### Requirement:
Print every item below again word for word, leaving nothing out and changing nothing.

### Provided entries:
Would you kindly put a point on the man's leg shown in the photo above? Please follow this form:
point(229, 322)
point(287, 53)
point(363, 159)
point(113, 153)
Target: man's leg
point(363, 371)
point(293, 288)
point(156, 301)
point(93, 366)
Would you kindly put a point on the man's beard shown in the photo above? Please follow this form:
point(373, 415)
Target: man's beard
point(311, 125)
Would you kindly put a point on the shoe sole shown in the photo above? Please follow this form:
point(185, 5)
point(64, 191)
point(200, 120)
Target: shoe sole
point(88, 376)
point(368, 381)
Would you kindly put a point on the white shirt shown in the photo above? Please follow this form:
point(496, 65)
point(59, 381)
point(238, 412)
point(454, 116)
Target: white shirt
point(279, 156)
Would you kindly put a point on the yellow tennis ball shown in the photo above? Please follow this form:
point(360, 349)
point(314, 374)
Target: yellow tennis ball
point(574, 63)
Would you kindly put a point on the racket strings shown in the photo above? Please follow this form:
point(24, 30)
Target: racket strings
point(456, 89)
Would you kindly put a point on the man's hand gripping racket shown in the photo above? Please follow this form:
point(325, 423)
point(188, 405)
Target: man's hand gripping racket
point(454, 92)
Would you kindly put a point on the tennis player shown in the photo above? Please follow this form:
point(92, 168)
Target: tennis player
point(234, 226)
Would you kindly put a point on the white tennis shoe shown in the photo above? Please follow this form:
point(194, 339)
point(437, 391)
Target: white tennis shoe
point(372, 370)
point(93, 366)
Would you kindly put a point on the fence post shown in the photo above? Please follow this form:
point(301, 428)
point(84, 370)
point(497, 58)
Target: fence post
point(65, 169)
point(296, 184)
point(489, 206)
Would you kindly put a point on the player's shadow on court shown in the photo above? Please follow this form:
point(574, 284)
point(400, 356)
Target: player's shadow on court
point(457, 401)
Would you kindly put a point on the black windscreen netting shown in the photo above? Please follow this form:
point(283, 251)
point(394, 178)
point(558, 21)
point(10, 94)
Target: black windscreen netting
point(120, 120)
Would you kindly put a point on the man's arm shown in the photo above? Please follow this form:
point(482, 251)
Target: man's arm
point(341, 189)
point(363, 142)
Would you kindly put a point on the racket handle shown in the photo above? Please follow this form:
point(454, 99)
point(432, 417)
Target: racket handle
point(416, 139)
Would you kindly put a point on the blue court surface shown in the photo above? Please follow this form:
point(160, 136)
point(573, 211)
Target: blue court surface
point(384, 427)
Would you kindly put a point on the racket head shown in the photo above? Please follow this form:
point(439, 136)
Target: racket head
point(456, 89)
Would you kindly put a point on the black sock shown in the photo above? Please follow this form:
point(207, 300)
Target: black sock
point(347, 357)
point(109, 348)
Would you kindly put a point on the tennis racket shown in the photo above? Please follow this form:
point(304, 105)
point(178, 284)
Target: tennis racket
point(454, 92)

### Written answer:
Would you kindly put a point on the man's leg shown in the photo above? Please follow this form:
point(229, 322)
point(287, 53)
point(363, 159)
point(113, 153)
Target: man's leg
point(363, 371)
point(293, 288)
point(156, 301)
point(93, 366)
Would you kindly put a point on the man's beard shown in the photo above? Please follow this form:
point(373, 415)
Target: man's beard
point(311, 125)
Would you kindly put a point on the shoe sole shown in the photo above? Please follow this form:
point(185, 5)
point(64, 191)
point(200, 120)
Target: shoe sole
point(88, 376)
point(368, 381)
Would you kindly put a point on the white shirt shown in the photo above? Please follow this form:
point(496, 65)
point(59, 381)
point(238, 412)
point(454, 116)
Target: white shirt
point(279, 156)
Would you kindly put a point on the yellow tennis ball shown in the photo above? Please follow this form:
point(360, 349)
point(314, 374)
Target: yellow tennis ball
point(574, 63)
Would you kindly put a point on the racket strings shown in the photo above? Please follow this form:
point(24, 30)
Target: racket strings
point(456, 89)
Would you kindly put a point on the man's hand gripping racket shown in the photo above? Please follow this form:
point(325, 423)
point(188, 405)
Target: man's hand gripping racket
point(454, 92)
Would you kindly put a point on the tennis player shown in the photo above? Please follow this form:
point(92, 168)
Target: tennis player
point(234, 226)
Would you kindly put a point on the white tennis shoe shown in the photo above? Please follow this form:
point(194, 339)
point(437, 391)
Target: white tennis shoe
point(372, 370)
point(93, 366)
Would you kindly put a point on the fence post shown in the photo above? Please follow this form:
point(301, 428)
point(84, 370)
point(497, 58)
Target: fence post
point(65, 169)
point(296, 184)
point(489, 206)
Would you kindly put a point on the player's shadow on court shown in the photo above? Please follow this form:
point(574, 284)
point(400, 356)
Target: player's shadow on court
point(457, 401)
Would you kindly put a point on the black windscreen netting shown in the photo above? Please follow this form:
point(283, 251)
point(394, 178)
point(558, 21)
point(10, 94)
Target: black windscreen netting
point(120, 120)
Would you kindly put a point on the man's arm shown in the photo above? Please follow this form:
point(482, 251)
Target: man's arm
point(341, 189)
point(363, 142)
Would you kindly put a point on the racket handle shown in the photo above? Please follow this form:
point(454, 99)
point(432, 417)
Target: racket handle
point(416, 139)
Would you kindly put a point on the blue court surface shown in the photo above? Please follow this form:
point(160, 136)
point(573, 211)
Target: blue court surface
point(384, 427)
Would you kindly put a point on the racket head shown in the photo above? Please follow this form:
point(439, 136)
Target: racket head
point(456, 89)
Would you kindly put a point on the black sock shown in the photo above? Please follow this form:
point(207, 300)
Target: black sock
point(347, 357)
point(109, 348)
Would you kindly put a point on the tennis racket shown in the photo above? Please follow this form:
point(304, 105)
point(178, 284)
Target: tennis racket
point(454, 92)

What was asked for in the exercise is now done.